## Stored rows
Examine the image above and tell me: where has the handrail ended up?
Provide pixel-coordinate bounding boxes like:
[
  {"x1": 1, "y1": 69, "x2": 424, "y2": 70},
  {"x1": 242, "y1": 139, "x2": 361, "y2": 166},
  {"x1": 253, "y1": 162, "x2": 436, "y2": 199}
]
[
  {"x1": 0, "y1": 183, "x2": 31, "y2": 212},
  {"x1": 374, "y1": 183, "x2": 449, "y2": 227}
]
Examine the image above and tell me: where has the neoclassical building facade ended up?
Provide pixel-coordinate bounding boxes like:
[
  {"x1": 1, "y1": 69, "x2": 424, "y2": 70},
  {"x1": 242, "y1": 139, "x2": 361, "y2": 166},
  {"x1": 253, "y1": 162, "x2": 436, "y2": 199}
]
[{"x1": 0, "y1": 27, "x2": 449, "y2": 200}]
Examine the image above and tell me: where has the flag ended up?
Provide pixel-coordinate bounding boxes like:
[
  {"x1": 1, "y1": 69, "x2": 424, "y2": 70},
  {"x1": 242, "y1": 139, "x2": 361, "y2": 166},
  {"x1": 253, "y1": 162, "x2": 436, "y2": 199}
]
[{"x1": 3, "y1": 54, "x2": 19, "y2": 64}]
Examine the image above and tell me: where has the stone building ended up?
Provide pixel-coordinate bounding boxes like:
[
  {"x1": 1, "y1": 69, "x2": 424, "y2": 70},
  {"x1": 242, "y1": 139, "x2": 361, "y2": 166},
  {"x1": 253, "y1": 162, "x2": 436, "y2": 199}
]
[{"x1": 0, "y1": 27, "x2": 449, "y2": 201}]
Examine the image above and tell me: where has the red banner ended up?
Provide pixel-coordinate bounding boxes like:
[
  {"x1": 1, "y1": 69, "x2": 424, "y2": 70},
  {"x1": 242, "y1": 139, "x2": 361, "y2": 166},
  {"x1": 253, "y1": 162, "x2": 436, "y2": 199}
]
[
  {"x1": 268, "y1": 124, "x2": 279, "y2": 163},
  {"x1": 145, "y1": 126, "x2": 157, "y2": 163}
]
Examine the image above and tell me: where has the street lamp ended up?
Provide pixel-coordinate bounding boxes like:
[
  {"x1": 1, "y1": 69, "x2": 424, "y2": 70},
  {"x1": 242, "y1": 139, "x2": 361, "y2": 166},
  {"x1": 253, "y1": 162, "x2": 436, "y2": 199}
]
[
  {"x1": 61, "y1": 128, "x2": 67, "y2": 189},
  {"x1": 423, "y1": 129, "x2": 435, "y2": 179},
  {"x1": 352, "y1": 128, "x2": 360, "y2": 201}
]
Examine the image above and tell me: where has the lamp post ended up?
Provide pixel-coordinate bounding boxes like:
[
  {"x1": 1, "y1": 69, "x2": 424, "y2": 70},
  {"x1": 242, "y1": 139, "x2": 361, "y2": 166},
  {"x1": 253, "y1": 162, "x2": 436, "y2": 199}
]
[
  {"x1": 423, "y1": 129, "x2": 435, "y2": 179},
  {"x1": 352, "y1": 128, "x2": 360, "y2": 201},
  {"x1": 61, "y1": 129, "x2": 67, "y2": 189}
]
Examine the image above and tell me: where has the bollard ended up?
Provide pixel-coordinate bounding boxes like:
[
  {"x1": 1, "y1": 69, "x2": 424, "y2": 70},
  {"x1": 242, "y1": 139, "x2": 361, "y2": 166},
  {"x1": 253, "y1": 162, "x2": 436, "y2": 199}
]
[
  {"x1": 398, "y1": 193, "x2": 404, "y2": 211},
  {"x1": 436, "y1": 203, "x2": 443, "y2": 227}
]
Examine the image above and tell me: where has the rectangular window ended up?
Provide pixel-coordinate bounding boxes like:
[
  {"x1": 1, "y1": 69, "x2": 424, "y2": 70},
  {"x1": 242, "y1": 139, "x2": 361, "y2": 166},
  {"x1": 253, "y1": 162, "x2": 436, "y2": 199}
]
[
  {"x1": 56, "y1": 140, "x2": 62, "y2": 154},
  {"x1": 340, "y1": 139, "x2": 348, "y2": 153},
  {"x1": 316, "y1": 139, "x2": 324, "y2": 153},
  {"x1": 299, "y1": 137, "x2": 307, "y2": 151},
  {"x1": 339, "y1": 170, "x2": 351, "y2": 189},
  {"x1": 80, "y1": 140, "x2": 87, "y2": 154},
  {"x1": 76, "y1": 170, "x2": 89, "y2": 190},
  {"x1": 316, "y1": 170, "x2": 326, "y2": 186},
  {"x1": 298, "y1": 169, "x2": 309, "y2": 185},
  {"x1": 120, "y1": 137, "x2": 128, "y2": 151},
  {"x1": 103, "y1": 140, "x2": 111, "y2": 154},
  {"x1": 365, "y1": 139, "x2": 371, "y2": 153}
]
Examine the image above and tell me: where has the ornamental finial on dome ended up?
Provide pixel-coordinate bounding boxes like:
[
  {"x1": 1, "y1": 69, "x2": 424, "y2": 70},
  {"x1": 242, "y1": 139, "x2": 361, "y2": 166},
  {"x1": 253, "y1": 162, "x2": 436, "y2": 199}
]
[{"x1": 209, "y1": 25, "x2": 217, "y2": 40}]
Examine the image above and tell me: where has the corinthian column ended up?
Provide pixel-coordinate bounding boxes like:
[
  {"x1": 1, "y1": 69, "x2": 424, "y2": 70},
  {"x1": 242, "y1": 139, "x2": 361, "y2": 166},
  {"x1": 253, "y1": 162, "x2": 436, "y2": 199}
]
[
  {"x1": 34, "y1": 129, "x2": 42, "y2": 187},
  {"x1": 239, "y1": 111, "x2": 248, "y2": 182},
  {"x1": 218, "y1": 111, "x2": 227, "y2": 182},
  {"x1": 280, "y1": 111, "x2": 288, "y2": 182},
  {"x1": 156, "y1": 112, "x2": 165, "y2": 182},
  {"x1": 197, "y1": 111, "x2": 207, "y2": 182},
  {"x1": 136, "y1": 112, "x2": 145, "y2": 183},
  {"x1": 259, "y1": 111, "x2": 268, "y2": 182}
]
---
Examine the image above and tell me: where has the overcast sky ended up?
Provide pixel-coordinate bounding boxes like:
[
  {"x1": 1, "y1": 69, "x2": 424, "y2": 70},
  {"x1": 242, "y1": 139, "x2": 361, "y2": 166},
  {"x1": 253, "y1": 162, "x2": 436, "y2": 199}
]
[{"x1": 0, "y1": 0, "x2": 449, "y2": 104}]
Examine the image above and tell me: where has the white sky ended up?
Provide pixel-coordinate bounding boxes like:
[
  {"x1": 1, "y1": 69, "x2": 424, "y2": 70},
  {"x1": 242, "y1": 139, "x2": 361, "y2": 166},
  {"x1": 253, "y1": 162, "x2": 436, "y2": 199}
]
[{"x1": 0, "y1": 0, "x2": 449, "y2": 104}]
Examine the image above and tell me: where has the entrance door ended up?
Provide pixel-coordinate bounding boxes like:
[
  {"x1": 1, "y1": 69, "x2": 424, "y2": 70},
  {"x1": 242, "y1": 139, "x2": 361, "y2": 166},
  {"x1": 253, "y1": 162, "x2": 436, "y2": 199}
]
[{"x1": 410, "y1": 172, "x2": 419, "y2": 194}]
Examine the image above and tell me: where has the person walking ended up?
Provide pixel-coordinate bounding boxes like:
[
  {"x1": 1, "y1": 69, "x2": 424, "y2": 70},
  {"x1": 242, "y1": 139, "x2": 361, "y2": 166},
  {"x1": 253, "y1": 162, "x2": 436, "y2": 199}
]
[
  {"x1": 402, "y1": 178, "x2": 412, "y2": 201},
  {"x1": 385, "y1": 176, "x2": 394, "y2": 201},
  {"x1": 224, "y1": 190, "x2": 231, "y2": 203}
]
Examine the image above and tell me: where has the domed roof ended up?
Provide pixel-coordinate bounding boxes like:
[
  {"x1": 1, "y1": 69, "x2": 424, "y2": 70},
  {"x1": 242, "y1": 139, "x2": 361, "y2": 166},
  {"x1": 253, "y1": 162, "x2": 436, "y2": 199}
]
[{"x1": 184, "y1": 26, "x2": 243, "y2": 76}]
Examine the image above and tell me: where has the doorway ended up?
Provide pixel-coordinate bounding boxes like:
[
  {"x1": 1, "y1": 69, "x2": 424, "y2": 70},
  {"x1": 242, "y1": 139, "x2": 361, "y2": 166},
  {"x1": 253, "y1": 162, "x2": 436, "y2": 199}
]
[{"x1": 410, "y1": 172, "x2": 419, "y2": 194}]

## Work instructions
Please gather every line of the records above that contains the word "lamp" and copy each one out in full.

## Answer to this problem
Examine the image above and tell me: where has the street lamp ended up?
Examine the image above and tell me: where has the lamp post ended up?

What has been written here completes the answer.